> [Parts of the exercise]:
1. Answer these questions using the DiCoME summary:
(a) Which backbone does the method use?
(b) What video AUC does DiCoME reach on DFDC?
(c) How many points does switching from Mean fusion to DS-Conflict add?
2. Rewrite the records from their start through the line holding "(205, 174), (242, 208)", inclusive, as a Markdown table with the columns "No." and "Line", and leave out blank lines.

> [Source]:
++++++++++
Total loss: \(\mathcal{L}_{total} = \mathcal{L}_{edl} + \lambda_{vae} \mathcal{L}_{vae}\), where \(\mathcal{L}_{vae} = \mathcal{L}_{align} + \beta \mathcal{L}_{kld}\). \(\mathcal{L}_{align} = 1 - \cos(f_s, f_c)\) forces the \(\beta\)-VAE to align CLIP features in direction rather than magnitude. The backbone is CLIP ViT-L/14 with LoRA; trained only on FaceForensics++ c23 and zero-shot transferred to all evaluation sets.

Key Experimental Results

Main Results

Comparison with 12 baselines across 6 cross-datasets and 8 cross-manipulations (DF40 subset).

Setting Metric DiCoME Effort (ICML'25) GenD (WACV'26) ProDet (NIPS'24)
Cross-dataset Avg AUC video AUC 0.939 0.907 0.923 0.821
Cross-manipulation Avg AUC video AUC 0.976 0.940 0.958 0.867
CDFv2 video AUC 0.977 0.956 0.960 0.926
DFDC video AUC 0.882 0.843 0.871 0.707

DiCoME outperforms the runner-up GenD by 1.6 points on average cross-dataset and 1.8 points on cross-manipulation. The improvement on the challenging DFDC dataset is nearly 4 points.

Ablation Study

Config CDFv2 DFDC MFS Avg
(A) \(f_s\) only (Single-view CLIP) 0.927 0.856 0.933 0.905
(C) \(f_s + f_r\) (Raw residual, no orthogonalization) 0.956 0.860 0.951 0.922
Ours \(f_s + f_a\) (Orthogonal Purification) 0.977 0.882 0.956 0.938
(D) \(\mathcal{L}_{ce}\) + Mean Fusion 0.956 0.874 0.942 0.924
Ours \(\mathcal{L}_{edl}\) + DS-Conflict 0.977 0.882 0.956 0.938

Key Findings

  • Orthogonal projection is the primary contributor: Moving from raw residual (C) to purified \(f_a\) (Ours) improves average AUC by 1.6, confirming that raw residuals suffer from heavy semantic leakage.
  • DS fusion outperforms Mean fusion: Switching from Mean to DS-Conflict adds 1.1 points, indicating that the gain stems from explicit conflict modeling.
  • Angular alignment > Magnitude alignment: Removing \(\mathcal{L}_{align}\) causes a larger drop than removing KL, validating that CLIP spherical embeddings store information in directions.
  • Uncertainty is actionable: Risk-coverage curves show that rejecting the 10% most uncertain samples in DFD significantly boosts accuracy.

Highlights & Insights

  • Defining "Artifacts" as the Semantic Orthogonal Complement: This is a clean inductive bias more thorough than attention or contrastive decoupling. It applies per-sample via a single vector projection line.
++++++++++
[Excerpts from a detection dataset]

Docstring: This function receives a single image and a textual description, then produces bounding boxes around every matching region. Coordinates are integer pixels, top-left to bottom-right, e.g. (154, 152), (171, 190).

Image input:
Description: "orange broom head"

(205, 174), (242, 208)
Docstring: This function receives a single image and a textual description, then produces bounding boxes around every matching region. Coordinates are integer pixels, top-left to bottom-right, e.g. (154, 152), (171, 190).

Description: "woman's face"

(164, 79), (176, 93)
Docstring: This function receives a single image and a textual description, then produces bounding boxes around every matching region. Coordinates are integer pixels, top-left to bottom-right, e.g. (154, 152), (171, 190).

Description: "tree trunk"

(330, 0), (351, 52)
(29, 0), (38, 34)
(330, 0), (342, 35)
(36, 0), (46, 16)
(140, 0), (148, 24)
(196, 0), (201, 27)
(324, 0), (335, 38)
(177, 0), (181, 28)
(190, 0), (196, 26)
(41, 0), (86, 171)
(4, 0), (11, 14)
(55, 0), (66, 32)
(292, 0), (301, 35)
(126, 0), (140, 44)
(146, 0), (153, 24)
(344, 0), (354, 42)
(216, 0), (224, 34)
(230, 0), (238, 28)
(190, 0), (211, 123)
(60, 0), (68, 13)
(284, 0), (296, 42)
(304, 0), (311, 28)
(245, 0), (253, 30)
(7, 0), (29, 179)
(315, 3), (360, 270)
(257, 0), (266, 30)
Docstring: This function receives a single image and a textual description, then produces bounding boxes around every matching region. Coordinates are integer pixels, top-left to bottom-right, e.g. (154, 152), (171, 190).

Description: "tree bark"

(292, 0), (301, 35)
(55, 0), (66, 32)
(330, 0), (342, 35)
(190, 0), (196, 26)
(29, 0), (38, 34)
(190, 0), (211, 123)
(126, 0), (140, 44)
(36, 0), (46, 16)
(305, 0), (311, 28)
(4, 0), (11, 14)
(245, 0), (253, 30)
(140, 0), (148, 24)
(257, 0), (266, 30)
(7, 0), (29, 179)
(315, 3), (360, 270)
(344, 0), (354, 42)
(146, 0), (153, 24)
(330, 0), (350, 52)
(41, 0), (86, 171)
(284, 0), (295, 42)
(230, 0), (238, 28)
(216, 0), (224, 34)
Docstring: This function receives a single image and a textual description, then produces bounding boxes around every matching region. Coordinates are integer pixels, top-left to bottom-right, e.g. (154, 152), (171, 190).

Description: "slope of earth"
++++++++++
> [Solved tasks]:
1.
(a) CLIP ViT-L/14 with LoRA
(b) 0.882
(c) 1.1 points

2.
| No. | Line |
|---|---|
| 1 | Docstring: This function receives a single image and a textual description, then produces bounding boxes around every matching region. Coordinates are integer pixels, top-left to bottom-right, e.g. (154, 152), (171, 190). |
| 2 | Image input: |
| 3 | Description: "orange broom head" |
| 4 | (205, 174), (242, 208) |